PROBLEM STATEMENT ▸
Convert every line of the records below into a JSON list of strings, one string per line, and omit blank lines. Leave the pictures out of the list.

A series of records:

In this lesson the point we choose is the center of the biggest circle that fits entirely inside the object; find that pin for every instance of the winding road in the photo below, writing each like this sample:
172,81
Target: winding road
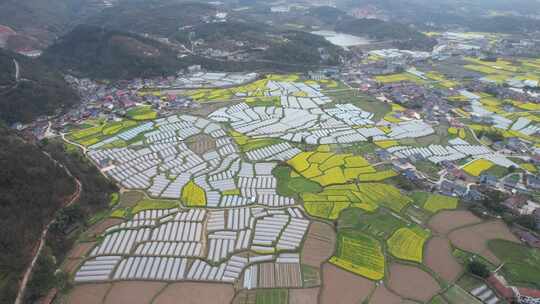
72,199
17,71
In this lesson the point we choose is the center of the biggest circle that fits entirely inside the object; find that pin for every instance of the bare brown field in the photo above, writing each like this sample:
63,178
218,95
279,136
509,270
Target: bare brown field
319,245
267,275
201,144
88,294
440,259
196,293
133,292
411,282
342,287
446,221
303,296
288,275
384,296
474,238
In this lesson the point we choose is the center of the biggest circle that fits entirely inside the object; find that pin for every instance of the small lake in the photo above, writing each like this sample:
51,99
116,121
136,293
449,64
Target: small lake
342,39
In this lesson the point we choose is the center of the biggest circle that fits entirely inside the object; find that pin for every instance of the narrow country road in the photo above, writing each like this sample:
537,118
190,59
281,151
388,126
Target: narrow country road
83,148
17,71
29,270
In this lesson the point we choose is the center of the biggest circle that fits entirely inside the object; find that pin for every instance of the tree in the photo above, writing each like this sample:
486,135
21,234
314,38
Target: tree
478,269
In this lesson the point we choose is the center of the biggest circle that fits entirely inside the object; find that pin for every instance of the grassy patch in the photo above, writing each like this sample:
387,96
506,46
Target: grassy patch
272,296
247,144
437,202
380,224
476,167
408,243
360,254
193,195
114,199
456,295
332,200
292,186
310,276
327,168
399,78
377,176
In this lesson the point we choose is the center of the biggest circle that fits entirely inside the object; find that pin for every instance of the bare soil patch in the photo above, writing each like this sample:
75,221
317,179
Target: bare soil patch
384,296
100,227
446,221
133,292
80,250
70,265
439,258
303,296
475,238
319,245
196,293
201,144
411,282
342,287
88,294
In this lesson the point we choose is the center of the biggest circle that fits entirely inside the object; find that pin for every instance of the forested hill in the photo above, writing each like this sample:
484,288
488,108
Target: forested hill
39,89
101,53
161,18
403,35
32,189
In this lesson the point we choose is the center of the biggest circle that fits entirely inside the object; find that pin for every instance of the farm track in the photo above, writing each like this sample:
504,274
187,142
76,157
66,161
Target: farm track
28,273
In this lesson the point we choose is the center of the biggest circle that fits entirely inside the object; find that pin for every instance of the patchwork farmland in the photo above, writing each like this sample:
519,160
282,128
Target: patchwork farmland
264,200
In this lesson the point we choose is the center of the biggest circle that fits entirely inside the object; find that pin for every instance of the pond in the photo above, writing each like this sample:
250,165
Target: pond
342,39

FINAL RESULT ▸
[
  "In this lesson the point we choose is the center of the biggest circle that fits entirely inside the object; find that pin for every instance of the winding road in the photo below, writing each like this sample:",
  "172,81",
  "Target: winding road",
  "72,199",
  "17,71",
  "In this lesson the point we choose is the center of the biggest circle that fits entirely inside the object; find that pin for every instance of the bare brown field in the photo above, writing each like this sample:",
  "63,178",
  "218,95",
  "279,136",
  "509,270",
  "Target: bare brown field",
  "319,245",
  "267,275",
  "201,144",
  "88,294",
  "440,259",
  "196,293",
  "133,292",
  "411,282",
  "342,287",
  "446,221",
  "303,296",
  "288,275",
  "384,296",
  "474,238",
  "In this lesson the point we choose is the center of the biggest circle that fits entirely inside the object; find that pin for every instance of the small lake in the photo above, writing each like this sample:",
  "51,99",
  "116,121",
  "136,293",
  "449,64",
  "Target: small lake",
  "342,39",
  "In this lesson the point we choose is the center of the biggest circle that fits entirely inside the object; find that pin for every instance of the narrow country road in the photo above, writing each like this sample:",
  "537,118",
  "190,59",
  "281,151",
  "388,126",
  "Target: narrow country road",
  "83,148",
  "17,71",
  "29,270",
  "In this lesson the point we choose is the center of the biggest circle that fits entirely inside the object; find that pin for every instance of the tree in the photo above, writing each like this sample:",
  "486,135",
  "21,234",
  "314,38",
  "Target: tree",
  "478,269",
  "In this lesson the point we choose is the center of the biggest circle that fits entirely inside the object; find that pin for every instance of the grassy patch in the photo above, writing each like this sample:",
  "387,96",
  "506,46",
  "Target: grassy patch",
  "272,296",
  "247,144",
  "437,202",
  "380,224",
  "476,167",
  "408,243",
  "360,254",
  "193,195",
  "114,199",
  "456,295",
  "332,200",
  "292,186",
  "310,276",
  "327,168",
  "399,78",
  "377,176",
  "In this lesson the point we choose is the center of the biggest circle that fits entirely inside the object; find that pin for every instance of the bare soil patch in the photo above, writing each like this sample:",
  "75,221",
  "317,179",
  "Target: bare soil patch",
  "384,296",
  "100,227",
  "446,221",
  "133,292",
  "80,250",
  "70,265",
  "439,258",
  "303,296",
  "475,238",
  "319,245",
  "196,293",
  "201,144",
  "411,282",
  "342,287",
  "88,294",
  "In this lesson the point we choose is the center of the biggest circle that fits entirely inside the object; find that pin for every instance of the forested hill in the photo above, writing each like this sample:",
  "484,288",
  "488,108",
  "Target: forested hill",
  "39,89",
  "101,53",
  "161,18",
  "403,35",
  "32,189",
  "In this lesson the point we choose is the center of the biggest circle that fits entirely inside the object; find that pin for every instance of the farm track in the photo above, writing each like this sample:",
  "504,274",
  "187,142",
  "76,157",
  "66,161",
  "Target: farm track",
  "28,273",
  "In this lesson the point we choose is the center of the biggest circle that fits entirely inside the object; find that pin for every instance of the patchwork farmland in the photo above, writing each like this sample:",
  "519,160",
  "282,128",
  "Target: patchwork farmland",
  "264,200",
  "In this lesson the point we choose is the center of the biggest circle that fits entirely inside the object; find that pin for every instance of the pond in the photo above, writing each like this sample:",
  "250,165",
  "Target: pond",
  "342,39"
]